## start

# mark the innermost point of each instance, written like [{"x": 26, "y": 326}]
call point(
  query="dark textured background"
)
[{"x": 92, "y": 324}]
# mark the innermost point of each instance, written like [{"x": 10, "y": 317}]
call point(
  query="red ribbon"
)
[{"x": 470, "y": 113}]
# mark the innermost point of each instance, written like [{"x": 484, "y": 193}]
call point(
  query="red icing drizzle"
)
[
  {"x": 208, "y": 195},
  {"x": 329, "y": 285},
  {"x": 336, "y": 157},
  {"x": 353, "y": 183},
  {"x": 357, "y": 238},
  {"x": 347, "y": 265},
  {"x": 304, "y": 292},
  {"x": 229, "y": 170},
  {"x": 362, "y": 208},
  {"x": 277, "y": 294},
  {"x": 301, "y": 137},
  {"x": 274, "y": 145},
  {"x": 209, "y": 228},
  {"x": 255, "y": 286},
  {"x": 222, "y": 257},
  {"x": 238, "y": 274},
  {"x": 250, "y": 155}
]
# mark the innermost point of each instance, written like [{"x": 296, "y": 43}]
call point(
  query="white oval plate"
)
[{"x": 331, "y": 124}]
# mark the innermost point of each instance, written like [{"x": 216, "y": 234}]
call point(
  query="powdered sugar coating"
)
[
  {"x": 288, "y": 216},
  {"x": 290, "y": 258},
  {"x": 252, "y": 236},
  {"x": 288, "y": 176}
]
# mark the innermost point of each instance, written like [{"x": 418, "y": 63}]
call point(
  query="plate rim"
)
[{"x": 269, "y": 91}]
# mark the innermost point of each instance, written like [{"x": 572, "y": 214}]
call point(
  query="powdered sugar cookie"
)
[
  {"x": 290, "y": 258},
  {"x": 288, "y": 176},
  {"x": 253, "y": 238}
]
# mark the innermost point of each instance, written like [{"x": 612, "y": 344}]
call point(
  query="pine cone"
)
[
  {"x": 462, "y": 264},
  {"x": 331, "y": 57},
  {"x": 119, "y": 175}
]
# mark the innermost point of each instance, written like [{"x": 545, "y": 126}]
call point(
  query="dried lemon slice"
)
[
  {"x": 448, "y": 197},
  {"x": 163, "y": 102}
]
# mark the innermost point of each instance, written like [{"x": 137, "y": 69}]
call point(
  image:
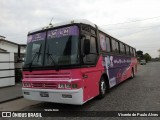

## end

● GIVEN PROBLEM
Copy out the material above word for word, from start to finish, leaving out the pictures.

● COMPLETE OUTPUT
# mark the innermost point of each instance, written like [{"x": 26, "y": 326}]
call point(
  query="dark textured background"
)
[{"x": 92, "y": 324}]
# mark the innermost point of each instance, written like [{"x": 10, "y": 317}]
call point(
  query="red ribbon"
)
[{"x": 470, "y": 113}]
# mark the innermost point of each instance, written like [{"x": 484, "y": 193}]
call point(
  query="red icing drizzle"
)
[
  {"x": 208, "y": 195},
  {"x": 329, "y": 285},
  {"x": 336, "y": 157},
  {"x": 353, "y": 183},
  {"x": 357, "y": 238},
  {"x": 347, "y": 265},
  {"x": 304, "y": 292},
  {"x": 229, "y": 170},
  {"x": 362, "y": 208},
  {"x": 277, "y": 294},
  {"x": 301, "y": 137},
  {"x": 274, "y": 145},
  {"x": 209, "y": 228},
  {"x": 255, "y": 286},
  {"x": 222, "y": 257},
  {"x": 238, "y": 274},
  {"x": 250, "y": 155}
]
# mark the innermost point of each instance, written like [{"x": 296, "y": 43}]
call point(
  query="white oval plate"
)
[{"x": 331, "y": 124}]
# mark the innermost point of each instance, written like [{"x": 216, "y": 234}]
call point(
  query="powdered sugar coating"
)
[
  {"x": 288, "y": 216},
  {"x": 290, "y": 258},
  {"x": 252, "y": 236},
  {"x": 288, "y": 176}
]
# mark the innermost point of each instance, written like [{"x": 418, "y": 63}]
call point(
  query="plate rim"
)
[{"x": 269, "y": 91}]
# mark the innermost point of each instance, written like [{"x": 572, "y": 214}]
call point(
  query="powdered sugar cookie"
)
[
  {"x": 290, "y": 258},
  {"x": 288, "y": 176},
  {"x": 253, "y": 238}
]
# mark the innermost point of each instance, written like [{"x": 612, "y": 344}]
call point(
  query="pine cone"
)
[
  {"x": 462, "y": 264},
  {"x": 331, "y": 57},
  {"x": 119, "y": 175}
]
# mark the innermost point of each instance, written like [{"x": 545, "y": 126}]
call point(
  query="dried lemon slice"
)
[
  {"x": 448, "y": 197},
  {"x": 163, "y": 102}
]
# mark the innermost point of each instance, written like [{"x": 137, "y": 69}]
call point(
  image:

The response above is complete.